Page extract:
|---|
MELISSUS of Samos, a philosopher commonly classed with the Eleatic school, flourished from about 440 b.c. He was prominent in the politics of his native state, and is said to have commanded in a sea-fight with the Athenians during the Samian revolt. Though locally separate from the school of Elea, he seems to have adopted its philosophy as a weapon of offence against the Ionic physiologists. This philosophy, in the dialectic of Zeno, takes the form of a merely negative logic. In the same form, but with far less fullness, it is presented by Melissus. Motion, according to him, is impossible, because there is no vacuum; change, because Being cannot pass into non-being. If Being is immovable, it is indivisible; if indivisible, it has no parts; if no parts, no body. The reports of the senses are untrue, for if true, they must correspond to Being; now Being is unchangeable, while our sensations vary from moment to moment. Of any positive doctrines of Melissus we find no trace. The abstraction of Being, which had been almost an object of reverence to the earlier Eleatics, and had been identified with thought by Parmenides, had become a mere abstraction to him.—G.

MELITO, Bishop of Sardis, under Marcus Aurelius, lived in the second century. Nothing is known of his life except that sometime between the years 165 and 175 he presented an "Apology" to the emperor. Polycrates, bishop of Ephesus, in a letter to Victor, bishop of Rome, calls him Eunuchus, only, however, to indicate that he was devoted to a life of celibacy and austerity. Jerome tells us that "Tertullian in one of his books praises Melito's elegant and oratorical genius, and says that he was esteemed a prophet by many of our people." The titles of a considerable number of works by Melito are given by Eusebius and Jerome, but only the smallest fragments are now extant.
|---|
Stated problem 1:
According to the biographical entries, why does Melissus hold that motion is impossible?
Stated problem 2:
Pick out every line of the records that contains the word "white".
The records that follow are unrelated to the text above.

Entries:
|---|
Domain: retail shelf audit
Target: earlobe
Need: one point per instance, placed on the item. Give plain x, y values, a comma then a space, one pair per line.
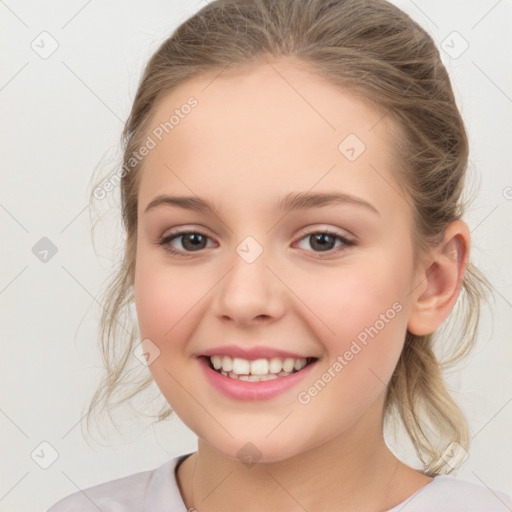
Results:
442, 281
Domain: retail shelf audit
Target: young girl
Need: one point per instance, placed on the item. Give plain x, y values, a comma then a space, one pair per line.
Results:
291, 196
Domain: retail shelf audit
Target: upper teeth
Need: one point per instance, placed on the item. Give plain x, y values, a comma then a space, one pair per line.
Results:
241, 366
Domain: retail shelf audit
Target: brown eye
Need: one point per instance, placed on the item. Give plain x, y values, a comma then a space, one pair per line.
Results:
325, 241
190, 241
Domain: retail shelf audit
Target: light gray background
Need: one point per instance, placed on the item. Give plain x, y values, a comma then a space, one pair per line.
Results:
61, 120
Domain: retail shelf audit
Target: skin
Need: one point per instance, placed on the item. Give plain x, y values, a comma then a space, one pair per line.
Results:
251, 140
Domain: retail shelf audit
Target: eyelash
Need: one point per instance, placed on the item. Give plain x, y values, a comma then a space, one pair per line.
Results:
165, 242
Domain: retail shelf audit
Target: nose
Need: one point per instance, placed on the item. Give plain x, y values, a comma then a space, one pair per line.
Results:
250, 293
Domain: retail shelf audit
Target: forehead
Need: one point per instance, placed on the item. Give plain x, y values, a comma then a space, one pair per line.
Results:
272, 126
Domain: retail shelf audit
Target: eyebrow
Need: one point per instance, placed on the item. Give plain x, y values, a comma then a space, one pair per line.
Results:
292, 201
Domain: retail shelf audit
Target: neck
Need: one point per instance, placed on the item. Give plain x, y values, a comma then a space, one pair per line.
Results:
353, 471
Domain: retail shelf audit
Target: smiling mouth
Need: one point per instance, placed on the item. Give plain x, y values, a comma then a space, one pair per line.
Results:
257, 370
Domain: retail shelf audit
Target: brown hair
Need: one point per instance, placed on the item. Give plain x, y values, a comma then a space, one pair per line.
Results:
377, 51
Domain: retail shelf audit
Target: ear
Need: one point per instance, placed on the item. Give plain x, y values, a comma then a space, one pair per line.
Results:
440, 281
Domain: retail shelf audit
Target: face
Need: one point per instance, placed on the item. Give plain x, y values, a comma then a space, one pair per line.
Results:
260, 279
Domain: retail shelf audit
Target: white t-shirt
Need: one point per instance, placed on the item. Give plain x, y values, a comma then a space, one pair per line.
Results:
157, 491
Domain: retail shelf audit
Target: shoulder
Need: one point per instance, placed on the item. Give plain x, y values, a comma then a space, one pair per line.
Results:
132, 493
447, 493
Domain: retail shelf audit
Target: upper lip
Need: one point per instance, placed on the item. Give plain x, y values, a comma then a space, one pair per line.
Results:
252, 353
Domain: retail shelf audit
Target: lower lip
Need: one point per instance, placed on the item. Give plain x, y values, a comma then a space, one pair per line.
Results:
244, 390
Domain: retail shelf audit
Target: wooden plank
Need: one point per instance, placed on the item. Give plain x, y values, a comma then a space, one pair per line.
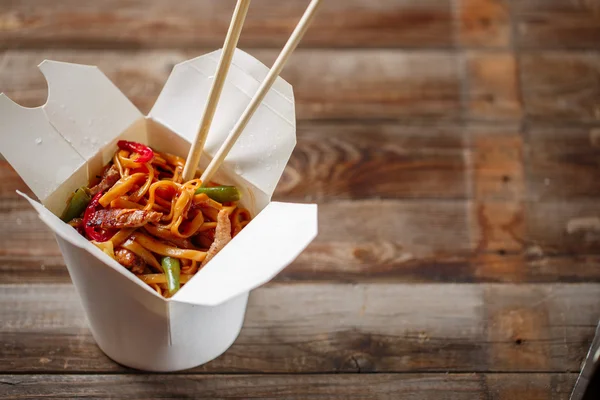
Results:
557, 24
203, 23
561, 85
353, 161
310, 328
575, 227
340, 386
421, 233
484, 23
381, 160
562, 163
493, 90
328, 84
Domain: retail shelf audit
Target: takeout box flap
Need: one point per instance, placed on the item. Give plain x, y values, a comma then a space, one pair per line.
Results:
269, 243
84, 112
263, 149
54, 148
70, 235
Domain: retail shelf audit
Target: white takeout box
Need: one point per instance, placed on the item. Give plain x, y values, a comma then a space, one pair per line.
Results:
58, 146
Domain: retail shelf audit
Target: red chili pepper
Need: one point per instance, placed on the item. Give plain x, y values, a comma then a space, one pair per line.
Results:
93, 233
145, 152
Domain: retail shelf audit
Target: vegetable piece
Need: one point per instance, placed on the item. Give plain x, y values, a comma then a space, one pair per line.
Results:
222, 194
172, 270
93, 233
145, 153
77, 205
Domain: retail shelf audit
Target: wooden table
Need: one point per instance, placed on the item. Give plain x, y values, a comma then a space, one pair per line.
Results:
453, 148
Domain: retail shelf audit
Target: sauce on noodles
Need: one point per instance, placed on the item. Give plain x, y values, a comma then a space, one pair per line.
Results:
161, 229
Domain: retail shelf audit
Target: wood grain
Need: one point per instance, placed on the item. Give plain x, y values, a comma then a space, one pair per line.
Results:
484, 23
341, 386
557, 24
328, 84
561, 85
563, 162
575, 227
493, 90
310, 328
203, 23
382, 160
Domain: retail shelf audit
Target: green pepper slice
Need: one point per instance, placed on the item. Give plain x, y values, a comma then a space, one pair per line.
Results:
77, 205
222, 194
172, 269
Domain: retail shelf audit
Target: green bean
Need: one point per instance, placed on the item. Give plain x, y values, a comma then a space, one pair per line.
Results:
172, 269
79, 201
222, 194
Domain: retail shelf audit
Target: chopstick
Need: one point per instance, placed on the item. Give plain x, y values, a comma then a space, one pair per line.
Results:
233, 34
263, 89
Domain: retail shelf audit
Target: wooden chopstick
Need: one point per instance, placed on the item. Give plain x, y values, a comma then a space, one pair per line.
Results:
278, 65
233, 34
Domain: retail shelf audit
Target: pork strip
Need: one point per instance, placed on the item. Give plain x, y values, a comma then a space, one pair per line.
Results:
110, 177
222, 235
118, 218
130, 260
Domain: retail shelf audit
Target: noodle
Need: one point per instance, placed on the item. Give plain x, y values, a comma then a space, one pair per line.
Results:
145, 215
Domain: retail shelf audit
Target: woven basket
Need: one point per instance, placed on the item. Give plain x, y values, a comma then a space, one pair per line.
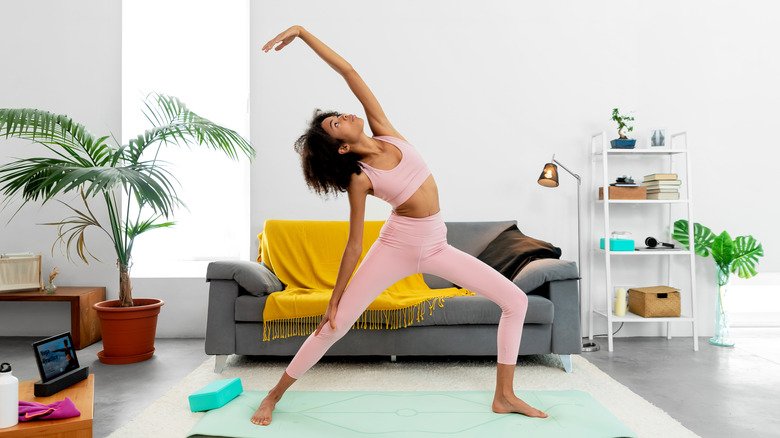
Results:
655, 301
20, 273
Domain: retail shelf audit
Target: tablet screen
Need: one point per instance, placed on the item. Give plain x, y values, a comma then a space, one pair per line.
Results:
55, 356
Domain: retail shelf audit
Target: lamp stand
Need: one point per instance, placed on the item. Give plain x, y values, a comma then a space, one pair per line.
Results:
586, 345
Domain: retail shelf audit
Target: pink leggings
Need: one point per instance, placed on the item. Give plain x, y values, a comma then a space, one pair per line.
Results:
406, 246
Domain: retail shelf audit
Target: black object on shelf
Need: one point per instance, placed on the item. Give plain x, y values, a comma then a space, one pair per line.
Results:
51, 387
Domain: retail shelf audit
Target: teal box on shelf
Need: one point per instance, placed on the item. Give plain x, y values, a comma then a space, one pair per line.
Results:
215, 395
618, 244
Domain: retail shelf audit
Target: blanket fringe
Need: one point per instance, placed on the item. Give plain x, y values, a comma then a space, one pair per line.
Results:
369, 319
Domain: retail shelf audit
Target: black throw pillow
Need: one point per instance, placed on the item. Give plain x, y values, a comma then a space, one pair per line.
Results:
512, 250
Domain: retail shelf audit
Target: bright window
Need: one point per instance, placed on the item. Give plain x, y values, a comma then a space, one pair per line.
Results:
197, 51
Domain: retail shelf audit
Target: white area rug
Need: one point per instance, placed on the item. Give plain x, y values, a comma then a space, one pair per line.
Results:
169, 416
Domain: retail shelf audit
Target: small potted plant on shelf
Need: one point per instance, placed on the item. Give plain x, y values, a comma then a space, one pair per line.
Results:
622, 142
738, 256
98, 169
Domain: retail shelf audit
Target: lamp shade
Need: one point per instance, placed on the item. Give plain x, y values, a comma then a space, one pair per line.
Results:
549, 176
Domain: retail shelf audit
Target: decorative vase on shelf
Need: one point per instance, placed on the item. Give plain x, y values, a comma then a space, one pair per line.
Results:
51, 288
722, 336
623, 143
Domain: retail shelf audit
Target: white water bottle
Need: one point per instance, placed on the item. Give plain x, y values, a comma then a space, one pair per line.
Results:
9, 397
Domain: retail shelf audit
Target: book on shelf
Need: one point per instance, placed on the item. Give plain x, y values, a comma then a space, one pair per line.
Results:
656, 184
660, 176
664, 196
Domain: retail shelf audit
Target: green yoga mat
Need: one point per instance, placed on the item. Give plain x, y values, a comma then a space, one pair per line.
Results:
411, 414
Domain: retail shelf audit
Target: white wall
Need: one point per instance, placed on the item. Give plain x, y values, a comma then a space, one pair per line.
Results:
63, 57
486, 91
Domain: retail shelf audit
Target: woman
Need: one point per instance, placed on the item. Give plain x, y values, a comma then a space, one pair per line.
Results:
337, 156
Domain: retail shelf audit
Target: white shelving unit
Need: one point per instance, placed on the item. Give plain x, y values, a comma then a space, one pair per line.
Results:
601, 153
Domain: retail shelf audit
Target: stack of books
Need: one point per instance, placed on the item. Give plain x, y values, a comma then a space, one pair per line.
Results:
662, 186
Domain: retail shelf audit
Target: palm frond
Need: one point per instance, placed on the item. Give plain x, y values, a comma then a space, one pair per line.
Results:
175, 123
78, 225
58, 133
46, 177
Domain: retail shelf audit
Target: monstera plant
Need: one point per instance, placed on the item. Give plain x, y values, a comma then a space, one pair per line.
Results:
732, 256
95, 168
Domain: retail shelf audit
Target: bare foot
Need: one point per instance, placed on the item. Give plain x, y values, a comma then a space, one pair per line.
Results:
507, 404
262, 416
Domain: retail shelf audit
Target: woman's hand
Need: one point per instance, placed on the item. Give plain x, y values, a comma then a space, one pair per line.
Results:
285, 38
330, 315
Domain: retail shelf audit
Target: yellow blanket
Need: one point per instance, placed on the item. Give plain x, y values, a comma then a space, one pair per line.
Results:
306, 256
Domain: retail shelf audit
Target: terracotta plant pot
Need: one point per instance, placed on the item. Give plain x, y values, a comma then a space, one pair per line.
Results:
128, 332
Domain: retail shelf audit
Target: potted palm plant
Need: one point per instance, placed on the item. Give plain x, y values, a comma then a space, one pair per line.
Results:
96, 169
732, 256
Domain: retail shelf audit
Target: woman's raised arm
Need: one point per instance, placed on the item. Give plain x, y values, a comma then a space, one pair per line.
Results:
377, 120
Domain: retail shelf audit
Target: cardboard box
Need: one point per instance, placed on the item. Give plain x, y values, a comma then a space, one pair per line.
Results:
655, 301
624, 192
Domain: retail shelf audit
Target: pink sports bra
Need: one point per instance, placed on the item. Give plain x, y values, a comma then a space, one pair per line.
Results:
399, 183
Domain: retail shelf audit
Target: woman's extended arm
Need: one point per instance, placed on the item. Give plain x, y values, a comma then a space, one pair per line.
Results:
377, 120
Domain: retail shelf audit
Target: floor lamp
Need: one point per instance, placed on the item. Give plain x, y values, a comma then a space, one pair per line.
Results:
549, 178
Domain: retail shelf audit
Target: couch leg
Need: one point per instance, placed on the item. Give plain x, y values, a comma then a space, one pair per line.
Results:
566, 360
219, 363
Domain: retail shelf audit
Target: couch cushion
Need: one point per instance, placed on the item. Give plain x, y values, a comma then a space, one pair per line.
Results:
541, 271
456, 311
254, 277
471, 238
512, 250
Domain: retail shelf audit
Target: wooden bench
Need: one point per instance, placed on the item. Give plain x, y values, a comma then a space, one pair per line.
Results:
82, 394
84, 322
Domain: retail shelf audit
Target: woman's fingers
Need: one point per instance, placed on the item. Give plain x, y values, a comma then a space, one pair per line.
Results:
319, 327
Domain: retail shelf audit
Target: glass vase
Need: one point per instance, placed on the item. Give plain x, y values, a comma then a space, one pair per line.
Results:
50, 288
722, 336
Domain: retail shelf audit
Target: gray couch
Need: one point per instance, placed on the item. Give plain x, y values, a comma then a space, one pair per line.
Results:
464, 326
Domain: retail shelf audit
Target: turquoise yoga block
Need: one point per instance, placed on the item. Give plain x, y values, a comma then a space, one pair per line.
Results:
215, 395
618, 244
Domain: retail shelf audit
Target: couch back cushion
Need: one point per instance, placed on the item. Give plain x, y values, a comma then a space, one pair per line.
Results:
471, 238
306, 254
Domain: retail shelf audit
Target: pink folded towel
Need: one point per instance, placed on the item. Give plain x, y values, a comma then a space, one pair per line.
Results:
54, 411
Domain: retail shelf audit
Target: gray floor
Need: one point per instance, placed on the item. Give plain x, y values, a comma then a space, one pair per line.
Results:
716, 392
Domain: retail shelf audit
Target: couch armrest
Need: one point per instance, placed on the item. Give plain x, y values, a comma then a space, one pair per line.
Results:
|---|
Finished answer 1:
Because there is no vacuum.

Finished answer 2:
Target: white t-shirt
Target: white takeout box
Target: white area rug
Target: white water bottle
Target: white wall
Target: white shelving unit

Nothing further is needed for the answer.